- [What is being asked] The data shown below should all be retyped exactly.

Stored data entries:
######

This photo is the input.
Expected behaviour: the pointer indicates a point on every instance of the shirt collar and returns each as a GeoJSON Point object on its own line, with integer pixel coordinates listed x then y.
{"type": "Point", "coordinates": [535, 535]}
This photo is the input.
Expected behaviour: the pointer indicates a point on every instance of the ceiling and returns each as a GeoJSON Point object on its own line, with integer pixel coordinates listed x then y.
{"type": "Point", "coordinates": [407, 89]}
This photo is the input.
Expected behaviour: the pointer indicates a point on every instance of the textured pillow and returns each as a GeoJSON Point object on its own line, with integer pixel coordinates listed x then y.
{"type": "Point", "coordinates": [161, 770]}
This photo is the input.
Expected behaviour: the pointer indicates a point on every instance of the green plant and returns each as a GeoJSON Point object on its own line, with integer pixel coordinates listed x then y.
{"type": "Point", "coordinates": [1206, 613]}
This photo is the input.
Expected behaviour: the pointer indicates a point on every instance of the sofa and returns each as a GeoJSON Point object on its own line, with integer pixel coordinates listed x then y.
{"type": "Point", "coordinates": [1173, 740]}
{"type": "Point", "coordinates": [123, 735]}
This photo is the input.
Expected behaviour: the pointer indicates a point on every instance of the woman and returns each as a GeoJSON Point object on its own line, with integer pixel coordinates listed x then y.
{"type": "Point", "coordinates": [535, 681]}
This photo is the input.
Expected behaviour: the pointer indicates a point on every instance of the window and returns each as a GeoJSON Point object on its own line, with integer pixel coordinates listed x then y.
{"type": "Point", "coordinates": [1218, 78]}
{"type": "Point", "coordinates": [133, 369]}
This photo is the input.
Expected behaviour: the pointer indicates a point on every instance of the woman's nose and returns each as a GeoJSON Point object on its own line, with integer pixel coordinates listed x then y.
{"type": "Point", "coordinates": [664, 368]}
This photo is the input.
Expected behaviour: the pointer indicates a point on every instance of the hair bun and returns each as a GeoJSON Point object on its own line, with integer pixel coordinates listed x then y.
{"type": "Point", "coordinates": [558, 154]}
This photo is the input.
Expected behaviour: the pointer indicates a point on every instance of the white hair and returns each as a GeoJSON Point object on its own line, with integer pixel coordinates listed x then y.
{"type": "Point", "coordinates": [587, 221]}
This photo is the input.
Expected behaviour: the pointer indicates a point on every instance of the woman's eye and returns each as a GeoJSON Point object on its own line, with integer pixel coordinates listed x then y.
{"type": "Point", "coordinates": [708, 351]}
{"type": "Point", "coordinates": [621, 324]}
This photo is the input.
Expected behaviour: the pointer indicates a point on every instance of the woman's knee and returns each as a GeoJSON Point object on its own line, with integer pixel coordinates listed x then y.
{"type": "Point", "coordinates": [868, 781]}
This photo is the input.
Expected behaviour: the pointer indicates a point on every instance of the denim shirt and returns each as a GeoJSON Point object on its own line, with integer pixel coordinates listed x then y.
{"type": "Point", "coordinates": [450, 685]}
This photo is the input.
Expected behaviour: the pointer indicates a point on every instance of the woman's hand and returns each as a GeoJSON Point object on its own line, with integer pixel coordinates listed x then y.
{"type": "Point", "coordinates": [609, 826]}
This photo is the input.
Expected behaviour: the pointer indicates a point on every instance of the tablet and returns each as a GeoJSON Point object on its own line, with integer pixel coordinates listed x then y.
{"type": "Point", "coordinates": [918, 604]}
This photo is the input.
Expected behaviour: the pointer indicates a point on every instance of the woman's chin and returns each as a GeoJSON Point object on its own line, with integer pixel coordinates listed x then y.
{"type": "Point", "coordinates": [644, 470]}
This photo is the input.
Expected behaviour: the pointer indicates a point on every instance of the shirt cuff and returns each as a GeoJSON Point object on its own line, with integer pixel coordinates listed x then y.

######

- [Finished task]
This photo is the input.
Expected behaviour: the pointer indicates a point on every instance of the shirt collar and returns each as a GeoJSON Point object on its own line, with integer pixel coordinates listed x then y.
{"type": "Point", "coordinates": [535, 535]}
This photo is the input.
Expected behaviour: the pointer indicates a point on every instance of the ceiling and returns each as a GeoJSON Point object on its own line, with integer pixel coordinates listed x then y.
{"type": "Point", "coordinates": [407, 89]}
This photo is the input.
Expected behaviour: the pointer indicates a point on every instance of the textured pillow and returns each as a GeoJSON Point object on its own line, with integer pixel coordinates listed x then y.
{"type": "Point", "coordinates": [161, 770]}
This photo is the input.
Expected behaviour: the pointer indicates a point on every instance of the green plant and returns each as a GeoJSON Point object on its own line, with integer pixel coordinates listed x then y.
{"type": "Point", "coordinates": [1206, 613]}
This photo is the input.
Expected behaviour: the pointer indicates a point on every instance of the sofa and returns each as a GeoJSON Point object on its own line, with integer pixel coordinates listed x then y.
{"type": "Point", "coordinates": [1173, 740]}
{"type": "Point", "coordinates": [123, 735]}
This photo is the input.
Expected behaviour: the pointer indicates a point on every instance of the woman and returns each as a GeoJSON Point object on its own line, with integer pixel coordinates listed x then y.
{"type": "Point", "coordinates": [535, 681]}
This photo is the input.
Expected behaviour: the pointer indicates a point on every instance of the window and returns each as a GeoJSON Point object on its own line, with integer pixel coordinates listed x then y.
{"type": "Point", "coordinates": [1218, 78]}
{"type": "Point", "coordinates": [133, 369]}
This photo is the input.
Expected behaviour: the pointer indicates a point on every instance of the woman's nose and returns each as a GeoJSON Point object on its own line, with integer pixel coordinates listed x then y.
{"type": "Point", "coordinates": [664, 368]}
This photo is the input.
Expected behaviour: the pointer indicates a point on every instance of the hair bun and returns each as a GeoJSON Point object on its own line, with integer pixel coordinates listed x then y.
{"type": "Point", "coordinates": [558, 154]}
This photo is the input.
Expected behaviour: the pointer indicates a point on every instance of the white hair and returns each as a GeoJSON Point object on its own line, with integer pixel coordinates listed x then y.
{"type": "Point", "coordinates": [587, 221]}
This photo is the input.
Expected behaviour: the pointer indicates a point on every instance of the woman's eye and returns each as a GeoJSON Point object on its own line, with integer pixel coordinates listed x then y.
{"type": "Point", "coordinates": [708, 351]}
{"type": "Point", "coordinates": [621, 324]}
This photo is the input.
Expected behaviour: the pointer indicates a point on every instance of the woman's knee and returns each as a GeoJSON Point object on its own line, with integer pixel coordinates listed x then y.
{"type": "Point", "coordinates": [868, 781]}
This photo is the input.
Expected behaviour: the pointer indicates a point on every instance of the denim shirt and returns each as a GeoJSON Point object on its own line, with integer pixel coordinates listed x then y.
{"type": "Point", "coordinates": [450, 685]}
This photo is the input.
Expected behaviour: the pointer indicates a point on every instance of the woman's hand and returns each as a GeoJSON Point object on its own line, with integer pixel coordinates listed x then y.
{"type": "Point", "coordinates": [609, 826]}
This photo is the input.
Expected behaviour: the pointer indicates a point on every instance of the tablet and returns each as a GeoJSON Point object on its own line, with integer pixel coordinates listed x then y.
{"type": "Point", "coordinates": [918, 604]}
This photo is the input.
Expected behaviour: the pointer indicates a point on every instance of the woman's chin and returns each as a GeoJSON Point object on its own line, with integer pixel coordinates listed x then y.
{"type": "Point", "coordinates": [644, 470]}
This photo is the input.
Expected behaviour: the pointer indicates a point on every instance of the shirt cuff and returns each as a GeoJSON Point object on its own line, with integer pixel coordinates listed x then y.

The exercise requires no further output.